In the records below, take the part that opens with the line containing "Question. The photo above holds the outdoor" and runs through the end of the records, and write it out again with "jacuzzi tub" replaced by "hot tub", changing nothing else. Leave the pictures out of your answer.

═════ Dataset rows ═════

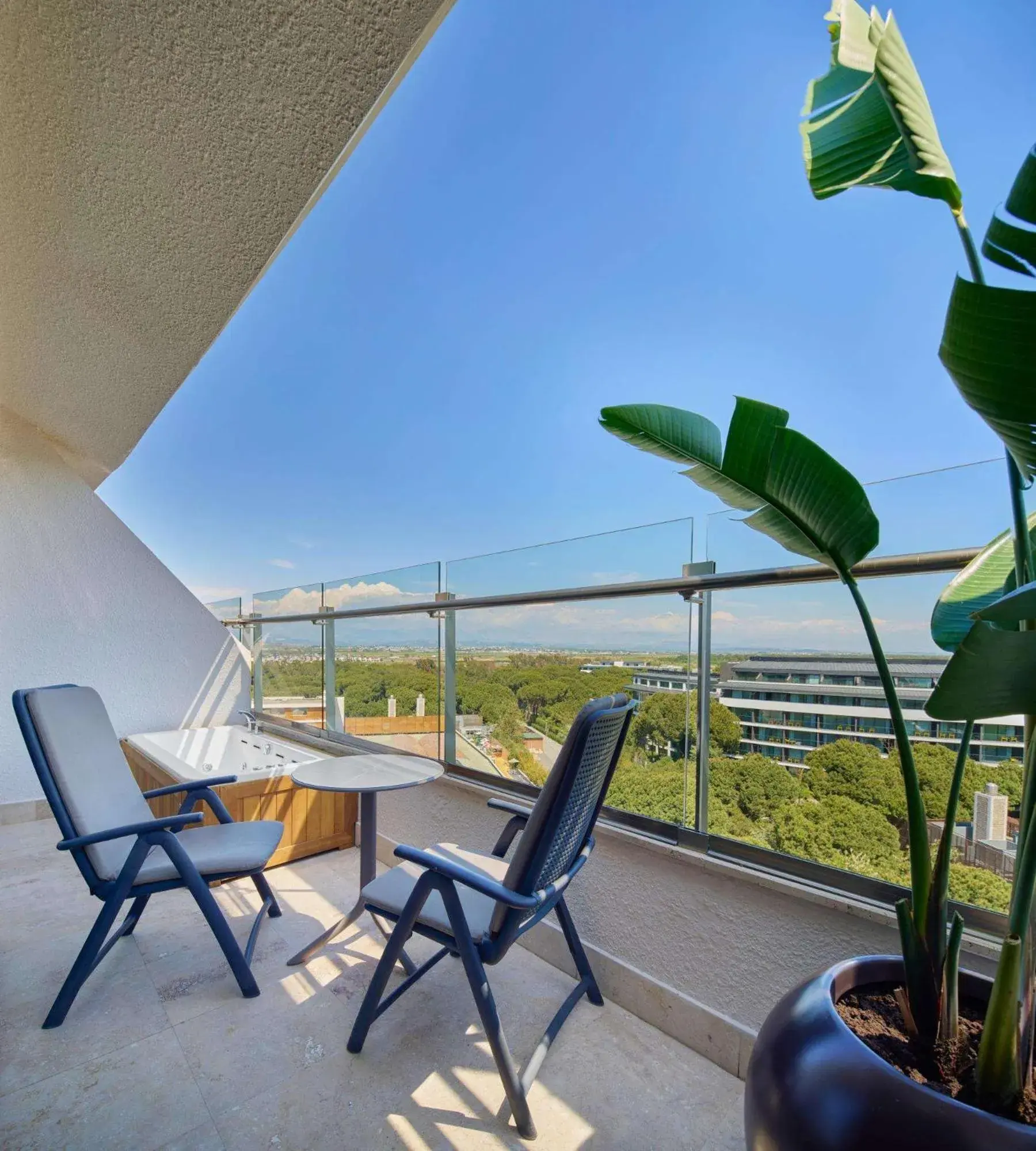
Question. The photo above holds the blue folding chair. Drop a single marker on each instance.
(476, 906)
(123, 851)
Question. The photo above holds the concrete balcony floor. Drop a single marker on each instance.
(162, 1051)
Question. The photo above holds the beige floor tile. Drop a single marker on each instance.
(204, 1138)
(101, 1104)
(275, 1070)
(730, 1132)
(118, 1005)
(253, 1045)
(188, 969)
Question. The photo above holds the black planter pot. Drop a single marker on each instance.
(813, 1086)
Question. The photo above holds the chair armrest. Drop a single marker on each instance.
(169, 822)
(504, 805)
(194, 786)
(470, 879)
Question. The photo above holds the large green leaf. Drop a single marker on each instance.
(869, 119)
(987, 578)
(797, 493)
(1015, 607)
(1010, 243)
(989, 349)
(992, 674)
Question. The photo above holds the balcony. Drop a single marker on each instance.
(734, 859)
(161, 1050)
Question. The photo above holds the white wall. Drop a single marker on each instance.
(83, 601)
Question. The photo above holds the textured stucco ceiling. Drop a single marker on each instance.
(153, 159)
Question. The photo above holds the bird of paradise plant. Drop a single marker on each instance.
(869, 124)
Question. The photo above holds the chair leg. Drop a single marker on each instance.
(211, 910)
(390, 957)
(586, 973)
(86, 962)
(263, 888)
(134, 916)
(486, 1004)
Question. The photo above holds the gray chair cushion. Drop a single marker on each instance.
(89, 769)
(217, 849)
(393, 889)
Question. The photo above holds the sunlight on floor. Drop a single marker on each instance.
(161, 1050)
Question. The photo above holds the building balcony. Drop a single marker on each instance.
(162, 1051)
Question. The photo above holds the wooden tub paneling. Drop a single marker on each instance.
(314, 821)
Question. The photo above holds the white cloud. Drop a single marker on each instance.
(207, 593)
(354, 596)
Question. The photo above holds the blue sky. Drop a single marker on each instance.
(565, 207)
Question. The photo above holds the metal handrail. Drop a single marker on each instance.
(910, 565)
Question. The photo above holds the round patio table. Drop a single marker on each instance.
(367, 776)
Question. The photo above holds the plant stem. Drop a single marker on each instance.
(951, 1013)
(917, 821)
(971, 251)
(997, 1078)
(941, 876)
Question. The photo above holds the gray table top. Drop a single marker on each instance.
(367, 773)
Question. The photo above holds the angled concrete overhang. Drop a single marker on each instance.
(154, 161)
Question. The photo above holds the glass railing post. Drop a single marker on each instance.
(257, 665)
(331, 708)
(705, 693)
(450, 681)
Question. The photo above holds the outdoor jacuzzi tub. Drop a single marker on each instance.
(199, 752)
(314, 821)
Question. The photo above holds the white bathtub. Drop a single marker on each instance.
(200, 752)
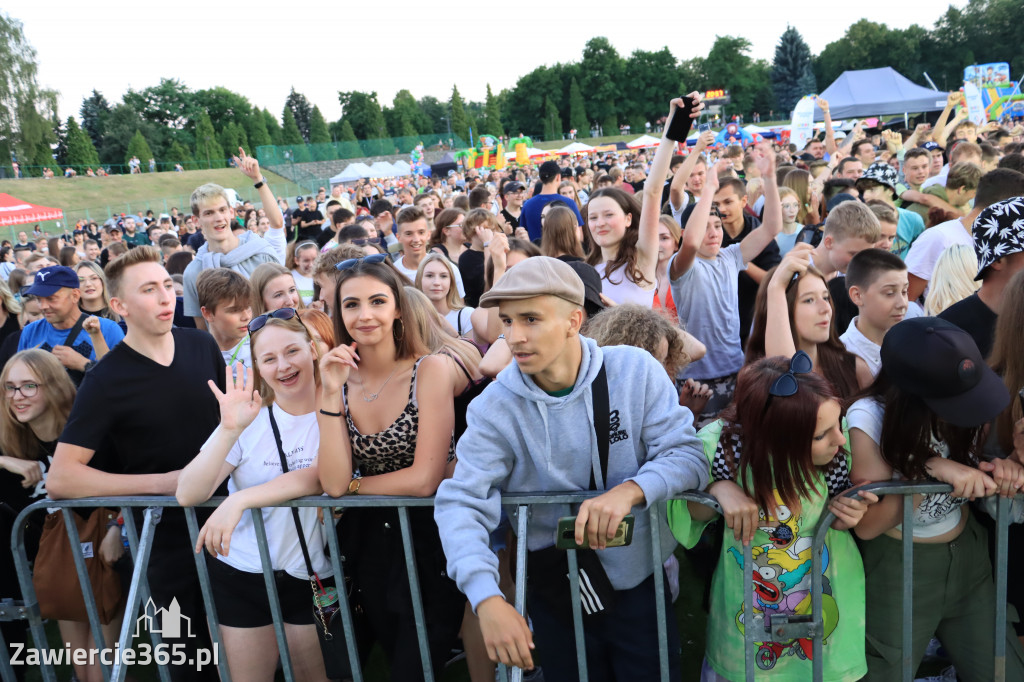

═════

Answer to the exercise:
Question. The photo above holds the outdoor hot tub. Drop a single marker on each instance.
(199, 752)
(314, 821)
Question. The photo above holds the white bathtub. Drop a single marker on each instance.
(200, 752)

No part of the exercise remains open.